▶ [Избранный отрывок]:
════
Марина Хмельницкая: Платные есть. Платных студентов чуть меньше, чем бюджетных. Но у нас есть хозрасчетные курсы. Допустим, при Театре Луны, при липецком театре. Это платные курсы, как правило. Если это регион - это оплачивается администрацией. Есть целевые курсы для театров, их я не считаю. А если говорить о платных студентах, их немножко меньше, чем бюджетных. Сразу должна сказать, что у нас платные студенты сдают экзамены как все. Если они не получают двойку и становится понятно, что они чуть-чуть не добирают баллы, тогда им предлагается платное обучение. И они также отчисляются за хулиганство или профессиональную непригодность. То есть они живут в режиме бюджетных студентов, разницы между ними нет никакой.

Александр Костинский: Сколько это приблизительно стоит в среднем, можно назвать такую цифру?

Марина Хмельницкая: Я могу назвать - стоит это в среднем три тысячи долларов в год, что в общем-то немного, если смотреть на то, сколько платят в других вузах. Но дело-то в том, что актеры, как правило, не приходят из богатых семей.

Александр Костинский: Как способные люди вообще.
════
▶ [Исходные данные]:

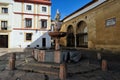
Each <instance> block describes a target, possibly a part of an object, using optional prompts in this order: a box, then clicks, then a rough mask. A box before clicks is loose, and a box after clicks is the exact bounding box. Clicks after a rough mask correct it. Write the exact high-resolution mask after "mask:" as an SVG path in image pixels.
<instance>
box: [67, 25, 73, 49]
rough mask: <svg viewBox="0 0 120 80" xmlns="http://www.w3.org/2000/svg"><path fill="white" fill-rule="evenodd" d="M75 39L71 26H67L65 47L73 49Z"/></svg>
mask: <svg viewBox="0 0 120 80" xmlns="http://www.w3.org/2000/svg"><path fill="white" fill-rule="evenodd" d="M74 43H75V37H74V30H73V26H72V25H69V26H68V28H67V47H74V45H75V44H74Z"/></svg>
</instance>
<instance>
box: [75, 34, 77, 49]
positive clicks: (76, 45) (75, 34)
mask: <svg viewBox="0 0 120 80" xmlns="http://www.w3.org/2000/svg"><path fill="white" fill-rule="evenodd" d="M76 44H77V42H76V32H75V49H76V47H77V45H76Z"/></svg>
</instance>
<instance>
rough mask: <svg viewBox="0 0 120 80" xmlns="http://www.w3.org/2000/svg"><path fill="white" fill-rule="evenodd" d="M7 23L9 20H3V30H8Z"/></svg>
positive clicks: (1, 26) (1, 23)
mask: <svg viewBox="0 0 120 80" xmlns="http://www.w3.org/2000/svg"><path fill="white" fill-rule="evenodd" d="M7 25H8V22H7V21H1V29H2V30H7Z"/></svg>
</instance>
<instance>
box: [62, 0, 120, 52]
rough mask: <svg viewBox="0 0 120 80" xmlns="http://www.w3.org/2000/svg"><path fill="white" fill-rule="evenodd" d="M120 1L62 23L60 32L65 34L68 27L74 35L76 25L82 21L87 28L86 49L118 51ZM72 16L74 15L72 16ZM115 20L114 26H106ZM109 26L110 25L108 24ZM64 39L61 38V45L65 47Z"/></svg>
mask: <svg viewBox="0 0 120 80" xmlns="http://www.w3.org/2000/svg"><path fill="white" fill-rule="evenodd" d="M119 10H120V1H119V0H109V1H105V2H104V3H103V4H101V5H99V6H97V7H96V8H94V9H92V10H89V11H87V12H86V13H84V14H81V15H79V16H77V17H75V18H73V19H71V20H69V21H66V22H64V23H63V25H62V28H61V31H65V32H67V28H68V26H69V25H72V26H73V28H74V34H76V28H77V24H78V23H79V22H80V21H84V22H85V23H86V24H87V28H88V48H96V49H101V48H105V49H118V50H119V48H120V41H119V40H120V36H119V35H120V27H119V25H120V18H119V17H120V11H119ZM73 15H74V14H73ZM111 19H114V20H115V24H114V25H109V26H107V24H108V23H107V22H108V21H110V20H111ZM110 24H111V23H110ZM66 43H67V40H66V37H63V38H61V45H64V46H66Z"/></svg>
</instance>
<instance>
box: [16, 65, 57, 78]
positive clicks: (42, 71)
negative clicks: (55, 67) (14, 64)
mask: <svg viewBox="0 0 120 80" xmlns="http://www.w3.org/2000/svg"><path fill="white" fill-rule="evenodd" d="M17 69H18V70H23V71H28V72H37V73H41V74H51V75H56V76H58V74H59V69H56V68H52V67H44V66H38V64H34V65H32V64H31V65H30V64H28V65H27V64H25V65H22V66H19V67H17Z"/></svg>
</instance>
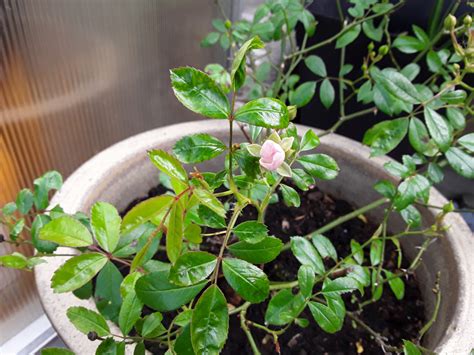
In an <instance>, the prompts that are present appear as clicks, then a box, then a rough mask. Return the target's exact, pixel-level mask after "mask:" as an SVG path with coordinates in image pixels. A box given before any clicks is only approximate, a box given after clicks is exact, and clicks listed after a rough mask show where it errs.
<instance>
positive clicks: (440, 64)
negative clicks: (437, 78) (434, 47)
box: [426, 50, 443, 73]
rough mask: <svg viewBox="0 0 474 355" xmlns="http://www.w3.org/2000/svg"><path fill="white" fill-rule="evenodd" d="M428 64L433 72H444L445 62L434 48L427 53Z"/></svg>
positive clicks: (431, 70)
mask: <svg viewBox="0 0 474 355" xmlns="http://www.w3.org/2000/svg"><path fill="white" fill-rule="evenodd" d="M426 64H428V68H429V69H430V71H431V72H433V73H442V71H443V62H442V61H441V58H440V57H439V55H438V53H437V52H435V51H433V50H430V51H429V52H428V54H427V55H426Z"/></svg>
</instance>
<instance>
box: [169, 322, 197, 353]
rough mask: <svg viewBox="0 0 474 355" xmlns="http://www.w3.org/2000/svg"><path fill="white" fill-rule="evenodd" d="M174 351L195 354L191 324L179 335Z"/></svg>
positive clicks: (183, 329)
mask: <svg viewBox="0 0 474 355" xmlns="http://www.w3.org/2000/svg"><path fill="white" fill-rule="evenodd" d="M174 351H175V352H176V354H179V355H195V352H194V350H193V346H192V343H191V326H190V325H188V326H186V327H184V328H183V331H182V332H181V334H179V335H178V337H177V338H176V341H175V343H174Z"/></svg>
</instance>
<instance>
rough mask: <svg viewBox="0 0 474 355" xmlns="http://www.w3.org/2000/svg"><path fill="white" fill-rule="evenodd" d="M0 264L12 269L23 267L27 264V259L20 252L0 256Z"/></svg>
mask: <svg viewBox="0 0 474 355" xmlns="http://www.w3.org/2000/svg"><path fill="white" fill-rule="evenodd" d="M0 266H3V267H8V268H12V269H24V268H26V267H27V266H28V259H27V258H26V257H25V256H24V255H23V254H20V253H16V252H15V253H13V254H10V255H2V256H0Z"/></svg>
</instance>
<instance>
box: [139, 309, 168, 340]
mask: <svg viewBox="0 0 474 355" xmlns="http://www.w3.org/2000/svg"><path fill="white" fill-rule="evenodd" d="M162 320H163V316H162V315H161V313H160V312H155V313H152V314H150V315H148V316H146V317H145V318H144V321H143V326H142V331H141V335H142V336H144V337H146V338H155V337H157V336H159V335H161V334H163V333H165V332H166V328H165V327H164V326H163V324H161V321H162ZM175 324H176V323H175Z"/></svg>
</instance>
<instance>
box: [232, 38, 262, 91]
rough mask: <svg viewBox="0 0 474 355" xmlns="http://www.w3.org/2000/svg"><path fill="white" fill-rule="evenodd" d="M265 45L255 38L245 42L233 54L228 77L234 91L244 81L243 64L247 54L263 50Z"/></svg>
mask: <svg viewBox="0 0 474 355" xmlns="http://www.w3.org/2000/svg"><path fill="white" fill-rule="evenodd" d="M264 46H265V45H264V44H263V42H262V41H261V40H260V38H258V36H255V37H253V38H251V39H249V40H248V41H247V42H245V43H244V44H243V45H242V47H240V48H239V50H238V51H237V53H235V56H234V61H233V62H232V69H231V71H230V77H231V80H232V83H233V85H234V89H235V90H238V89H239V88H240V87H241V86H242V85H243V84H244V81H245V62H246V56H247V53H248V52H249V51H251V50H253V49H258V48H263V47H264Z"/></svg>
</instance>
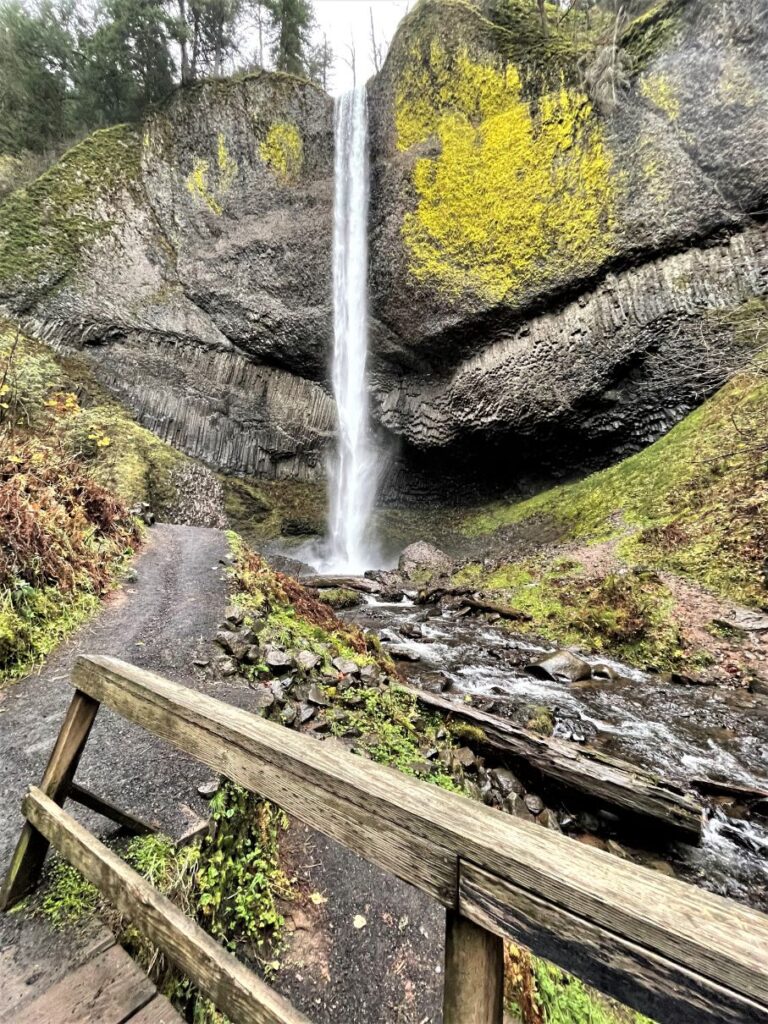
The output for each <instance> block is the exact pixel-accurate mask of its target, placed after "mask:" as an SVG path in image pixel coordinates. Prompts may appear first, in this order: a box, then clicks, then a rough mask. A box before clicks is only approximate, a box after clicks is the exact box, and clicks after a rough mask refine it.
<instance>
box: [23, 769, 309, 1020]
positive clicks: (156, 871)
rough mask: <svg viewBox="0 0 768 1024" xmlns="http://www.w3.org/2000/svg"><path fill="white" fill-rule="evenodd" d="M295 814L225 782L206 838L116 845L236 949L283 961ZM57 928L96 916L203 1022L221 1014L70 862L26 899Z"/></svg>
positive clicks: (167, 890) (259, 957)
mask: <svg viewBox="0 0 768 1024" xmlns="http://www.w3.org/2000/svg"><path fill="white" fill-rule="evenodd" d="M286 824H287V819H286V817H285V815H284V814H283V812H282V811H280V810H278V809H276V808H275V807H274V806H273V805H271V804H269V803H268V802H266V801H264V800H261V799H260V798H258V797H256V796H254V795H253V794H249V793H247V792H246V791H245V790H243V788H241V787H240V786H238V785H234V783H232V782H229V781H226V780H223V781H222V783H221V785H220V786H219V790H218V792H217V793H216V795H215V796H214V798H213V800H212V801H211V829H210V831H209V834H208V836H207V837H206V838H205V839H203V840H202V841H201V842H198V843H194V844H190V845H187V846H177V845H176V844H174V843H173V841H172V840H170V839H169V838H168V837H167V836H163V835H152V836H139V837H136V838H134V839H131V840H129V841H127V842H126V841H124V840H123V841H118V842H116V843H113V844H111V845H112V846H113V848H114V849H115V850H116V851H117V852H118V853H119V854H120V856H122V857H123V858H124V859H125V860H126V862H127V863H128V864H130V866H131V867H133V868H134V869H135V870H136V871H138V873H139V874H141V876H142V877H143V878H145V879H146V881H147V882H148V883H150V884H151V885H152V886H154V887H155V888H156V889H157V890H158V891H159V892H160V893H162V894H163V895H164V896H166V897H168V898H169V899H170V900H172V901H173V902H174V903H175V904H176V906H178V907H179V909H180V910H181V911H182V912H183V913H185V914H186V915H187V916H189V918H193V919H194V920H196V921H197V922H198V923H199V924H200V925H201V926H202V927H204V928H205V929H206V931H208V932H209V933H210V934H211V935H213V936H214V938H216V939H217V940H218V941H219V942H221V944H222V945H225V946H226V947H227V948H228V949H230V950H231V951H242V952H244V953H245V955H246V958H247V959H250V961H254V959H255V961H257V962H259V963H260V964H261V967H262V970H263V972H264V973H265V974H267V975H268V974H269V973H270V971H273V970H275V969H276V967H278V966H279V962H278V961H276V959H275V955H276V954H278V953H279V951H280V945H281V939H282V929H283V925H284V919H283V915H282V913H281V911H280V900H281V899H288V898H291V897H292V886H291V883H290V882H289V880H288V879H287V878H286V876H285V874H284V872H283V870H282V869H281V867H280V857H279V847H280V835H281V833H282V830H283V829H284V828H285V827H286ZM26 908H27V909H28V910H29V911H30V912H31V913H33V914H37V915H41V916H43V918H45V919H46V920H48V921H49V922H50V923H51V924H52V925H53V927H54V928H63V927H74V926H77V925H79V924H81V923H82V922H84V921H86V920H87V919H90V918H92V916H94V915H97V916H99V918H100V919H102V920H103V921H104V922H105V923H106V925H108V926H109V927H110V928H112V929H113V931H114V932H115V934H116V936H117V939H118V941H119V942H120V943H121V944H122V945H124V946H126V948H127V949H128V950H129V952H131V954H132V955H133V956H134V957H135V958H136V959H137V961H138V962H139V963H140V964H141V965H142V967H143V968H144V969H145V970H146V972H147V974H150V976H151V977H152V978H153V980H154V981H155V982H156V984H157V985H158V986H159V987H160V989H161V990H162V991H164V992H165V993H166V994H168V995H169V996H170V997H171V998H172V999H173V1001H174V1004H175V1005H176V1006H177V1007H178V1009H179V1010H181V1011H182V1012H184V1013H186V1014H187V1015H188V1019H190V1020H195V1021H196V1024H221V1022H222V1021H223V1018H221V1016H220V1015H218V1014H217V1012H216V1010H215V1008H214V1007H213V1005H212V1004H211V1002H210V1001H209V1000H208V999H206V998H204V997H203V996H202V995H201V994H200V993H199V992H198V991H197V990H196V989H195V988H194V987H193V986H191V985H190V983H189V982H188V980H187V979H186V978H184V977H182V976H181V975H179V973H178V971H177V970H176V969H175V968H174V967H173V966H172V965H171V964H170V963H169V962H168V961H167V959H166V958H165V956H164V955H163V954H162V953H161V952H160V951H159V950H158V949H157V948H156V947H155V946H153V945H152V944H151V943H150V942H147V940H146V939H145V938H144V937H143V936H142V935H141V934H140V933H139V932H138V931H137V930H136V929H135V928H133V927H132V926H131V925H129V924H128V923H127V922H126V921H125V920H124V919H122V918H121V916H120V914H119V913H118V912H117V910H116V909H115V908H114V907H113V906H112V905H111V904H109V903H108V902H106V901H105V900H104V899H103V898H102V897H101V894H100V893H99V891H98V890H97V889H96V888H95V886H92V885H91V884H90V883H89V882H86V880H85V879H84V878H83V877H82V876H81V874H80V872H79V871H78V870H77V869H76V868H74V867H73V866H72V865H71V864H69V863H67V862H66V861H63V860H60V859H57V860H55V861H54V862H53V863H52V865H51V867H50V868H49V869H48V871H47V874H46V878H45V881H44V885H43V888H42V890H41V891H40V893H38V894H37V895H36V896H34V897H32V898H31V899H30V900H28V901H27V903H26Z"/></svg>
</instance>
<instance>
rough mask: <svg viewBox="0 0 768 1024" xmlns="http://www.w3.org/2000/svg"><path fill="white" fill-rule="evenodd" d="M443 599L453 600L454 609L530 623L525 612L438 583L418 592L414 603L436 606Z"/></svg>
mask: <svg viewBox="0 0 768 1024" xmlns="http://www.w3.org/2000/svg"><path fill="white" fill-rule="evenodd" d="M444 598H449V599H455V600H456V604H455V607H458V608H471V609H472V610H473V611H487V612H490V613H492V614H497V615H501V616H502V618H510V620H512V621H513V622H517V623H529V622H530V621H531V616H530V615H529V614H528V613H527V612H526V611H519V610H518V609H517V608H510V607H509V605H507V604H499V603H498V602H496V601H488V600H486V599H485V598H483V597H482V596H481V595H480V594H478V593H477V591H473V590H471V589H470V588H468V587H446V586H444V585H441V584H440V583H439V582H438V583H437V584H435V585H434V586H431V587H428V588H426V589H425V590H421V591H419V594H418V596H417V599H416V603H417V604H436V603H437V602H438V601H442V600H443V599H444Z"/></svg>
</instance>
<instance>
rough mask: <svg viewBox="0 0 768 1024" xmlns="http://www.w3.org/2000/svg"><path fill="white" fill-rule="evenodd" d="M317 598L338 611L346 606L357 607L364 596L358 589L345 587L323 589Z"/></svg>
mask: <svg viewBox="0 0 768 1024" xmlns="http://www.w3.org/2000/svg"><path fill="white" fill-rule="evenodd" d="M317 598H318V600H321V601H322V602H323V603H324V604H328V605H329V606H330V607H332V608H335V609H336V610H337V611H341V610H343V609H344V608H355V607H356V606H357V605H358V604H361V603H362V597H361V595H360V594H359V593H358V592H357V591H356V590H347V589H346V588H344V587H336V588H330V589H329V590H322V591H321V592H319V594H318V595H317Z"/></svg>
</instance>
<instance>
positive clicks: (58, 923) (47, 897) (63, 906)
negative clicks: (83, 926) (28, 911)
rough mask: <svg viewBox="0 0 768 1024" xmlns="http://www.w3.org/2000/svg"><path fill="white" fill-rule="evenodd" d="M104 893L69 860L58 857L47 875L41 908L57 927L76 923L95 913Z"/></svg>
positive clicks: (86, 918) (40, 904)
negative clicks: (87, 881)
mask: <svg viewBox="0 0 768 1024" xmlns="http://www.w3.org/2000/svg"><path fill="white" fill-rule="evenodd" d="M99 903H100V894H99V892H98V890H97V889H96V887H95V886H92V885H91V884H90V882H86V880H85V879H84V878H83V876H82V874H81V873H80V871H78V870H77V869H76V868H75V867H73V866H72V864H68V863H67V861H66V860H55V861H54V862H53V864H52V866H51V868H50V869H49V871H48V874H47V877H46V879H45V883H44V889H43V893H42V897H41V899H40V904H39V909H38V912H39V913H40V914H41V915H42V916H44V918H46V919H47V920H48V921H49V922H50V923H51V925H53V927H54V928H63V927H72V926H73V925H79V924H80V923H81V922H83V921H85V920H87V919H88V918H91V916H93V914H95V912H96V910H97V908H98V906H99Z"/></svg>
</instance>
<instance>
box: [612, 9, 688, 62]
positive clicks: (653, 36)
mask: <svg viewBox="0 0 768 1024" xmlns="http://www.w3.org/2000/svg"><path fill="white" fill-rule="evenodd" d="M685 3H686V0H659V2H658V3H655V4H653V5H652V6H651V7H650V8H649V9H648V10H646V11H645V12H644V13H643V14H641V15H640V16H639V17H636V18H635V20H634V22H632V23H631V25H629V26H628V28H627V30H626V31H625V33H624V36H623V38H622V45H623V48H624V49H625V50H626V51H627V52H628V53H629V54H630V56H631V57H632V59H633V63H634V67H635V70H636V71H642V70H643V69H645V68H646V67H647V66H648V65H649V63H651V62H652V61H653V60H654V59H655V58H656V57H657V56H659V55H660V54H662V53H664V51H665V49H667V48H668V47H669V44H670V42H671V41H672V39H673V38H674V37H675V35H676V34H677V33H678V32H679V31H680V28H681V26H682V17H681V12H682V10H683V6H684V4H685Z"/></svg>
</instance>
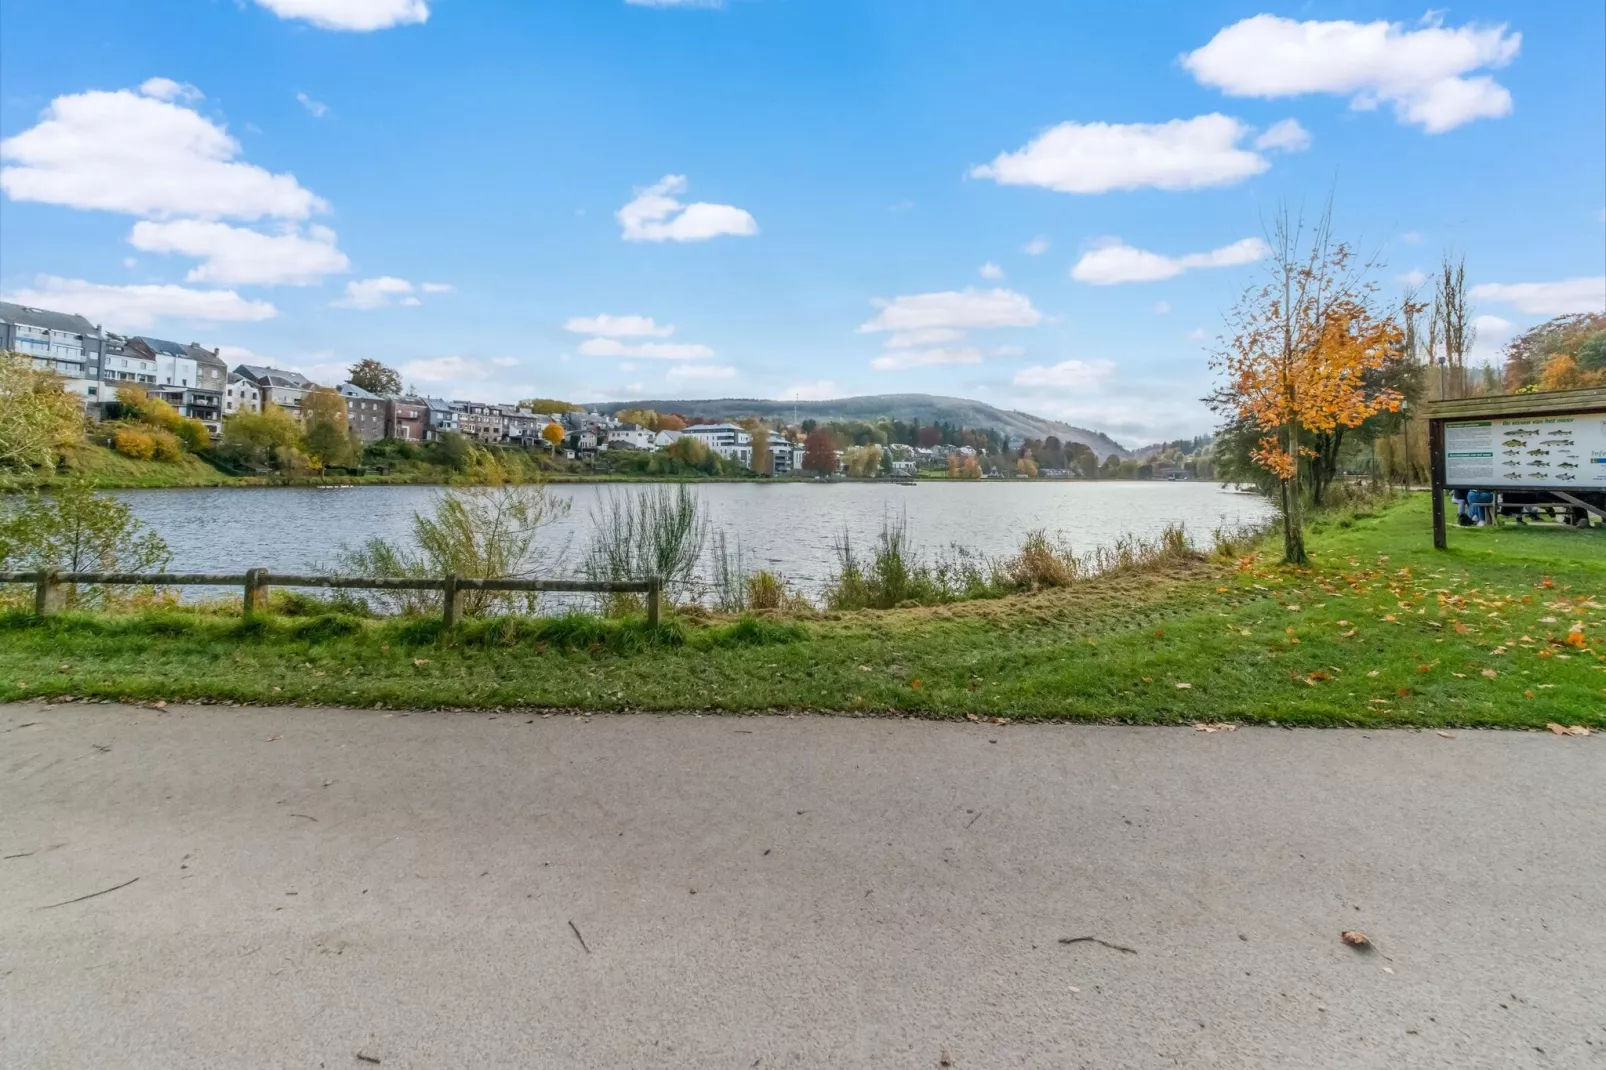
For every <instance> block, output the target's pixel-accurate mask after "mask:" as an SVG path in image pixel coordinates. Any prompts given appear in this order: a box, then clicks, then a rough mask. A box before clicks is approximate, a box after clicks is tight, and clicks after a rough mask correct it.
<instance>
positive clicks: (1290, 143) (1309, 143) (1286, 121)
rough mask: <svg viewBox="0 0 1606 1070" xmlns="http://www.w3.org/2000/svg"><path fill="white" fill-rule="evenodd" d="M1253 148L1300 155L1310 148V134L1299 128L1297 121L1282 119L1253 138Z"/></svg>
mask: <svg viewBox="0 0 1606 1070" xmlns="http://www.w3.org/2000/svg"><path fill="white" fill-rule="evenodd" d="M1254 148H1257V149H1274V151H1278V153H1302V151H1306V149H1307V148H1310V132H1309V130H1306V129H1304V127H1301V125H1299V120H1298V119H1283V120H1282V122H1274V124H1272V125H1269V127H1266V132H1264V133H1261V137H1257V138H1254Z"/></svg>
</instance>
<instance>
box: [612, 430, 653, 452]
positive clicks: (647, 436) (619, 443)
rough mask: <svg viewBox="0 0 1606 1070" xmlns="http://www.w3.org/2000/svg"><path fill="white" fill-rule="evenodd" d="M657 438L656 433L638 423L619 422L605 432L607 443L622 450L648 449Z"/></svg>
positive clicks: (647, 449)
mask: <svg viewBox="0 0 1606 1070" xmlns="http://www.w3.org/2000/svg"><path fill="white" fill-rule="evenodd" d="M657 439H658V437H657V434H654V432H650V431H647V429H646V427H642V426H639V424H620V426H618V427H613V429H612V431H609V432H607V443H609V445H610V447H620V448H623V450H650V448H652V447H654V443H655V442H657Z"/></svg>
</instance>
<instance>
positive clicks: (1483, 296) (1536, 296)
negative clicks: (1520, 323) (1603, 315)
mask: <svg viewBox="0 0 1606 1070" xmlns="http://www.w3.org/2000/svg"><path fill="white" fill-rule="evenodd" d="M1473 300H1492V302H1495V304H1498V305H1513V307H1514V308H1518V310H1519V312H1526V313H1529V315H1534V317H1559V315H1566V313H1569V312H1601V310H1603V308H1606V275H1596V276H1593V278H1569V280H1564V281H1559V283H1482V284H1479V286H1473Z"/></svg>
════
▶ [Набор заданий]:
[1] Выпишите из беседы о платном обучении актеров все предложения, в которых есть слово «платный» в любой форме.
[2] Продолжите беседу о платном обучении актеров, начав сразу после ее последней реплики.

▶ [Ответы по порядку]:
[1]
1. Платные есть.
2. Платных студентов чуть меньше, чем бюджетных.
3. Это платные курсы, как правило.
4. А если говорить о платных студентах, их немножко меньше, чем бюджетных.
5. Сразу должна сказать, что у нас платные студенты сдают экзамены как все.
6. Если они не получают двойку и становится понятно, что они чуть-чуть не добирают баллы, тогда им предлагается платное обучение.

[2]
Марина Хмельницкая: Всегда в истории российского образования, еще при царе давались бесплатные места для того, чтобы учить талантливых людей из глубинки. Кстати сказать, сейчас, насколько я понимаю, эта позиция пересматривается. Вообще взаимоотношения между организацией образования и нашим правительством, нашими чиновниками на сегодняшний день мало определены. Бытует, я не хочу цитировать, чтобы не тратить время, но бытует точка зрения, что если ты хочешь быть артистом и только артистом, ты сам берешь на себя ответственность, ты сам достаешь деньги и точно знаешь, что ты не сможешь отдать, если ты не будешь востребован. Я почти цитирую высказывание одного крупного нашего чиновника. Мне думается, что это ужасно. Потому что самые талантливые люди, как правило, не имеют денег. И если заставить актеров всех учиться платно, у нас не будет актерского образования вообще.

Александр Костинский: А что вообще есть такое предложение, чтобы всех актеров учить платно и совсем убрать бюджетные места?

Марина Хмельницкая: Пусть берут банковские кредиты или как угодно. Нам не очень предлагают варианты, нам просто предлагают максимально сократить бюджетное образование, чтобы все было максимально платным. И более того, предлагают считать, что деньги, которые мы заработали, тоже принадлежат не нам, а государству.

Александр Костинский: Эта ситуация сейчас во многих сферах, к сожалению. У нас в программе участвовал депутат Государственной Думы Олег Смолин, он сказал, что идет наступление Минфина на всех, кто не может защититься.

Марина Хмельницкая: Это правда.

Александр Костинский: Но все-таки ГИТИС - это не только актерский факультет, самый острый, самый востребованный.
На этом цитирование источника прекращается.